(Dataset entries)
__________________________________________________
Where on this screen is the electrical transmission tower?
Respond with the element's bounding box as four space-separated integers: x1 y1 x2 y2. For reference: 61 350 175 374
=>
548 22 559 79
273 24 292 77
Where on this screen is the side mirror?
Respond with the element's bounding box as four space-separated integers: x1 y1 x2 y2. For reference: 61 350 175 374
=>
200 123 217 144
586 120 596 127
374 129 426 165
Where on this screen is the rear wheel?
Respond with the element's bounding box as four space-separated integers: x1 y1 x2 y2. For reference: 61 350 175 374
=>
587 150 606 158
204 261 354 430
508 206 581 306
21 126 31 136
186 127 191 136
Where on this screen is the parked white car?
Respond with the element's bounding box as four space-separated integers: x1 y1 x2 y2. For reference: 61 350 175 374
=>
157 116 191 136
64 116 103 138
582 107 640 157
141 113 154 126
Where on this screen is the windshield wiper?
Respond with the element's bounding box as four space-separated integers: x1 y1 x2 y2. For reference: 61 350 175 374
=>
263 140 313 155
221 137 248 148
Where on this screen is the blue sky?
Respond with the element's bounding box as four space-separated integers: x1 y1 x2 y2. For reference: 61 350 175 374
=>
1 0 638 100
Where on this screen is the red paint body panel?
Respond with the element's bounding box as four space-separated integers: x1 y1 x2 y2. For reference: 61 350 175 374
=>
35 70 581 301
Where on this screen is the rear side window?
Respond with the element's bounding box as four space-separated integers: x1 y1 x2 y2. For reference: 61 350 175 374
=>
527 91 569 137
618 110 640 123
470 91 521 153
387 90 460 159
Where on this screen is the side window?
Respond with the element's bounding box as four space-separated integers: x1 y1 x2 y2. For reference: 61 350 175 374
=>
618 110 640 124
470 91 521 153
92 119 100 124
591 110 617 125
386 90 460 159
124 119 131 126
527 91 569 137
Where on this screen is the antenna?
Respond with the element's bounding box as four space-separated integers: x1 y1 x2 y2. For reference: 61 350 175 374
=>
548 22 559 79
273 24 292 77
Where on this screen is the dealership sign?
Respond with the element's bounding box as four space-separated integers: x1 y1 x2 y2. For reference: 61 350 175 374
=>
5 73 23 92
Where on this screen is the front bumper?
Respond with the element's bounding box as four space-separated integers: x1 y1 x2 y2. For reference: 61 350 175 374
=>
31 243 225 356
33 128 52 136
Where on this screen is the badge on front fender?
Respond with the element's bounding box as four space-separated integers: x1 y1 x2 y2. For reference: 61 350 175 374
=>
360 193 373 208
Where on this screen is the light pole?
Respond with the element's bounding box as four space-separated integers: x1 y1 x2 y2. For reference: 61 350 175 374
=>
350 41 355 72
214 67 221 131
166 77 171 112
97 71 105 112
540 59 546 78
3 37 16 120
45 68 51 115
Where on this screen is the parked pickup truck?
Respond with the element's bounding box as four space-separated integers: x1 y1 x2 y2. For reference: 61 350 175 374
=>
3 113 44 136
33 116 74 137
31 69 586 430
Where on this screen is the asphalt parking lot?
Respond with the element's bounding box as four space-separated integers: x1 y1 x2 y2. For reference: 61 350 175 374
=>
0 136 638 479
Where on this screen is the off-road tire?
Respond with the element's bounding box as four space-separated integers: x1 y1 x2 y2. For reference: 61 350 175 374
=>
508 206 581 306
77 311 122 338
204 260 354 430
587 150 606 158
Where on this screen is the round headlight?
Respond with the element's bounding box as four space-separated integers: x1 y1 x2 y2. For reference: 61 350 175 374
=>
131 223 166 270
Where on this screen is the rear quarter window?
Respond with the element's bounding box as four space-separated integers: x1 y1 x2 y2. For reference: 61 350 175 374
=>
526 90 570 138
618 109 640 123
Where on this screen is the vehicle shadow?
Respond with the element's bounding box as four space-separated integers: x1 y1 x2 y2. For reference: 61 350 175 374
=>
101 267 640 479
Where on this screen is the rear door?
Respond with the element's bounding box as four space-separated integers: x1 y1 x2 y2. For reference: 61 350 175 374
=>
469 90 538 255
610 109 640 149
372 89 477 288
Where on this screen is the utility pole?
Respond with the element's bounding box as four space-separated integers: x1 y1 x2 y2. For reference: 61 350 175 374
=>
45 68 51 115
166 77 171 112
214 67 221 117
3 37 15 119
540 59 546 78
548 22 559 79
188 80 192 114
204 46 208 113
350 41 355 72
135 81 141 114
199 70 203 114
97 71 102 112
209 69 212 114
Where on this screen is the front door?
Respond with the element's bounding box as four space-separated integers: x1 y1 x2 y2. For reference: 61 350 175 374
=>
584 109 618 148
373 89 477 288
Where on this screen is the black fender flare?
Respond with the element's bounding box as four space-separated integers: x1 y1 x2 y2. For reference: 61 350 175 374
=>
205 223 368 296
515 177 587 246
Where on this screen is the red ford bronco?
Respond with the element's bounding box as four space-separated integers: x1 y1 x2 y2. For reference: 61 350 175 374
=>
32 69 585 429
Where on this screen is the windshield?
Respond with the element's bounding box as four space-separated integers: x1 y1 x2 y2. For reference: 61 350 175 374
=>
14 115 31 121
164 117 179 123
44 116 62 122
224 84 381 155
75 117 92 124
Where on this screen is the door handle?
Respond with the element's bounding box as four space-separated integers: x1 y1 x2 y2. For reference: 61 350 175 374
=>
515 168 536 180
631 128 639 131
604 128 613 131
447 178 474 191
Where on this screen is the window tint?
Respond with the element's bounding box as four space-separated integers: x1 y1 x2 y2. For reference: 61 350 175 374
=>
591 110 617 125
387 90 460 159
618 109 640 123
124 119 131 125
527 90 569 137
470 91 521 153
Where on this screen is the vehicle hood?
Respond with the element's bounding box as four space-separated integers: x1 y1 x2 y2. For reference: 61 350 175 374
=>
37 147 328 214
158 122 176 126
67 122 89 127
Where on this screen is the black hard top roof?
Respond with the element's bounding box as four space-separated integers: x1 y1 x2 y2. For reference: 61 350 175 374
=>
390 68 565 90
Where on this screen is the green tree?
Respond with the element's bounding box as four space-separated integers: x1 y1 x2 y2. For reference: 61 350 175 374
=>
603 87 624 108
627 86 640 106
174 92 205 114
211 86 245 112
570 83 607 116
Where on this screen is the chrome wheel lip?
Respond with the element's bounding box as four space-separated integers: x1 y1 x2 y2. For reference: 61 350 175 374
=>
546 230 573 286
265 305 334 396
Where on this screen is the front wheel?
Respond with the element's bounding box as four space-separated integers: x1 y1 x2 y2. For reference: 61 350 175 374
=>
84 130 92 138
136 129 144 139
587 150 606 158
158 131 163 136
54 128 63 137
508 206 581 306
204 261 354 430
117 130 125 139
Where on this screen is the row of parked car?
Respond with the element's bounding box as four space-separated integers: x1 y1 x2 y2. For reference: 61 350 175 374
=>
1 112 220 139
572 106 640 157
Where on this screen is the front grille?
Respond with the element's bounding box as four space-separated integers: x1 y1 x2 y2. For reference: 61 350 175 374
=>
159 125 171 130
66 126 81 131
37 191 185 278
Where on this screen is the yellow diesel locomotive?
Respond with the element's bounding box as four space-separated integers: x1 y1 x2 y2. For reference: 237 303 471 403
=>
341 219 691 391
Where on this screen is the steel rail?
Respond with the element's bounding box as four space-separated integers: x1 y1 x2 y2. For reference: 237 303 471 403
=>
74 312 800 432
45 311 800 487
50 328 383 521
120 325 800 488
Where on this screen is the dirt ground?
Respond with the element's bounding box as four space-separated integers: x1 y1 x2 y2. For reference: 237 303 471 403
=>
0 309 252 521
__________________________________________________
WHAT YOU NEED TO DO =>
Your reply should contain each entry, copied without alteration.

WRITTEN SOLUTION =>
Where on this screen is the electrical transmission tower?
Respond with the element's bounding box as four space-separated integers: x1 y1 x2 y2. For reference: 61 350 175 374
=>
548 22 559 79
273 24 292 77
Where on this screen is the side mirror?
Respond with the element's bounding box as four space-separated integers: x1 y1 x2 y2. For reference: 61 350 175 374
=>
200 123 217 144
586 120 596 127
374 129 426 165
Where on this screen is the rear wheel?
Respond with the element's bounding box as four space-separated integers: x1 y1 x2 y2. For reference: 61 350 175 374
=>
587 150 606 158
204 261 354 430
508 206 581 306
21 126 31 136
186 127 191 136
Where on this screen is the parked white car?
Respond with the element's bounding box as four space-separated integers: x1 y1 x2 y2. For reference: 61 350 175 374
=>
157 116 191 136
64 116 103 138
582 107 640 157
141 113 154 126
Where on this screen is the windshield wiper?
Respond with the element's bounding box as four space-separated integers: x1 y1 x2 y2. For reference: 61 350 175 374
=>
263 140 313 155
221 137 248 148
Where on this screen is the blue sky?
Respond with the element's bounding box as four space-separated integers: x1 y1 x2 y2. For reference: 61 350 175 374
=>
1 0 638 100
Where on this screen is the red paint body panel?
Respond with the element's bounding box as four space-separated integers: x1 y1 x2 y2. For reference: 61 350 175 374
=>
35 70 581 301
Where on this screen is the rear side window?
Respond with the element's bounding box as four space-separated integers: x1 y1 x2 y2. For reference: 61 350 175 374
=>
527 91 569 137
618 110 640 123
470 91 521 153
387 90 460 159
Where on this screen is the side window?
Respond with the element's bounding box as four space-separated integers: x1 y1 x2 y2. For reference: 61 350 175 374
=>
618 110 640 124
470 91 521 153
92 119 100 124
591 110 617 125
386 90 460 159
124 119 131 126
527 91 569 137
Where on this screen is the antenna?
Respond with the element's bounding box as four space-separated integers: x1 y1 x2 y2. For reference: 61 350 175 374
=>
548 22 559 79
273 24 292 77
Where on this screen is the dealership sign?
Respond with the element's bounding box as four space-separated integers: x1 y1 x2 y2. For reference: 61 350 175 374
=>
5 73 23 92
Where on this screen is the front bumper?
Respond with the element's bounding box as four space-separated integers: x1 y1 x2 y2. For reference: 61 350 175 374
=>
31 243 225 356
33 128 52 136
Where on this screen is the badge on front fender?
Respond with the element's bounding box as four space-separated integers: x1 y1 x2 y2. For reference: 61 350 175 374
=>
360 193 373 208
Where on this screen is the light pole?
Respond with the element's bounding box as four space-separated integers: x1 y1 x2 y2. For reference: 61 350 175 374
=>
350 41 355 72
214 67 221 131
166 77 171 112
97 71 105 112
540 59 546 78
3 37 16 120
45 68 51 115
Where on this screen is the parked pickup truck?
Respond with the element's bounding box as four space-separated integers: x1 y1 x2 y2. For reference: 61 350 175 374
=>
3 113 44 136
33 116 74 137
31 69 586 430
Where on this screen is the asphalt parking lot?
Respond with the element's bounding box as four space-separated integers: x1 y1 x2 y2. For reference: 61 350 175 374
=>
0 136 638 479
Where on this screen is the off-road tire?
Respond with the element's bounding box as four space-separated integers: x1 y1 x2 y2. For reference: 61 350 175 374
=>
508 206 581 306
77 311 122 338
204 260 354 430
587 150 606 158
Where on this screen is the round headlight?
Respond with the element's bounding box as four space-separated integers: x1 y1 x2 y2. For reference: 61 350 175 374
=>
131 223 166 270
Where on this screen is the rear quarter window?
Respond with the element's bounding box as four space-separated integers: x1 y1 x2 y2. For reference: 61 350 175 374
=>
526 90 570 138
618 109 640 123
Where on this screen is the vehicle shadow?
Respond with the element's bounding box as four space-separated integers: x1 y1 x2 y2. For reference: 61 350 175 374
=>
101 267 640 479
Where on this screen is the rear door?
Respond with the element's bounding box as four space-separated integers: x1 y1 x2 y2. For reference: 61 350 175 374
=>
469 90 538 255
610 109 640 149
372 89 477 288
Where on this screen is the utility pole?
Respond with the element's bounding box as four space-separated integers: x1 y1 x2 y2. For reference: 61 350 175 374
=>
45 68 51 115
166 77 171 112
214 67 221 117
3 37 15 119
540 59 546 78
548 22 559 79
188 80 192 114
204 46 208 113
350 41 355 72
135 81 141 114
199 70 203 114
97 71 102 112
209 69 212 114
Where on this screen is the front door?
Respond with the element's bounding box as four space-separated integers: x1 y1 x2 y2. For reference: 61 350 175 374
=>
584 109 618 148
373 89 477 288
Where on this screen is the black fender flare?
Respond with the element's bounding box as four space-separated integers: x1 y1 x2 y2. For reference: 61 350 175 374
=>
205 223 368 296
515 177 587 246
Where on this screen is the red ford bronco?
Respond with the element's bounding box as four space-separated integers: x1 y1 x2 y2. For reference: 61 350 175 374
=>
32 69 585 429
Where on this screen is the windshield?
Respond with the element's bounding box as four space-separated integers: x1 y1 x2 y2. For reference: 61 350 175 374
=>
14 115 31 121
164 117 179 123
44 116 62 122
224 84 381 155
75 117 92 124
Where on this screen is the door handle?
Respond with the element's bounding box as four space-separated integers: x1 y1 x2 y2. For reference: 61 350 175 374
=>
515 168 536 180
631 128 639 131
604 128 613 131
447 178 474 191
Where on this screen is the window tint?
Respond with the element's bounding box as four space-separated integers: x1 y1 x2 y2. For reference: 61 350 175 374
=>
591 110 617 125
387 90 460 159
618 109 640 123
124 119 131 125
527 90 569 137
470 91 521 153
Where on this screen is the vehicle hood?
Respond with the element's bounding box as four space-separated integers: x1 y1 x2 y2. For reference: 61 350 175 374
=>
37 147 328 214
158 122 176 126
67 122 89 127
Where on this screen is the black hard top roof?
Respond with the element's bounding box as four space-separated integers: x1 y1 x2 y2. For reference: 61 350 175 374
=>
390 68 565 90
Where on this screen is the green tree?
Respond with the element's bounding box as four space-separated integers: x1 y1 x2 y2. For reference: 61 350 175 374
=>
603 87 624 108
627 86 640 106
174 92 205 114
211 86 245 112
570 83 607 116
Where on this screen is the chrome wheel lip?
Respond with the element's bounding box as four space-separated integers: x1 y1 x2 y2. For reference: 61 350 175 374
=>
546 230 573 286
265 305 334 396
Where on this screen is the front wheel?
Respond with the element's bounding box as four space-separated integers: x1 y1 x2 y2. For reference: 61 350 175 374
=>
84 130 92 138
136 129 144 139
587 150 606 158
158 131 163 136
54 128 63 137
508 206 581 306
204 261 354 430
117 130 125 139
Where on this screen is the row of parked car?
Respond with the element's bounding box as four space-separated integers: x1 y1 x2 y2. For reference: 61 350 175 374
=>
1 112 220 139
572 106 640 157
Where on this screen is the front grille?
Respond with the element's bounding box as four space-separated integers: x1 y1 x2 y2. For reference: 61 350 175 374
=>
159 125 171 130
66 126 81 131
37 191 185 278
Where on this screen is the yellow diesel locomotive?
Respond with the element's bounding box as four space-separated integers: x1 y1 x2 y2. For reference: 237 303 471 403
=>
341 219 691 391
Where on this screen is the steel rail?
Respond with the element's bounding box as four space-separated integers: x1 y1 x2 y2. For reference: 237 303 471 403
=>
74 312 800 432
45 311 800 487
50 328 383 521
120 325 800 488
Where on this screen is the dirt ground?
Respond with the element's bounding box as four space-separated integers: x1 y1 x2 y2. For reference: 237 303 471 403
=>
0 309 252 521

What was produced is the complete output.